## Short problem
Extract each line of the material that contains the word "outline".

** START **

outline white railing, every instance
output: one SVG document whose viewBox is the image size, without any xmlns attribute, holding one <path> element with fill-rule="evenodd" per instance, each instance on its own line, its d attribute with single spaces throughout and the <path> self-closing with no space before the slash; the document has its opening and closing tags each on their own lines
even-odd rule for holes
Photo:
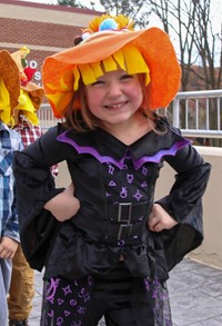
<svg viewBox="0 0 222 326">
<path fill-rule="evenodd" d="M 222 89 L 179 92 L 172 116 L 184 136 L 222 138 Z"/>
<path fill-rule="evenodd" d="M 165 111 L 172 113 L 172 125 L 183 136 L 222 138 L 222 89 L 179 92 Z M 42 105 L 38 115 L 42 129 L 61 121 L 53 117 L 49 105 Z"/>
</svg>

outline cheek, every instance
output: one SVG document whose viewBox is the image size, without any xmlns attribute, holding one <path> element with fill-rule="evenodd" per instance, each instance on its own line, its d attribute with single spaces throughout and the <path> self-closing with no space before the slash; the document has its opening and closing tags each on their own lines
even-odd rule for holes
<svg viewBox="0 0 222 326">
<path fill-rule="evenodd" d="M 143 92 L 140 85 L 134 85 L 129 89 L 129 93 L 132 100 L 137 101 L 139 105 L 143 101 Z"/>
</svg>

** END **

## Task solution
outline white railing, every instance
outline cheek, every instance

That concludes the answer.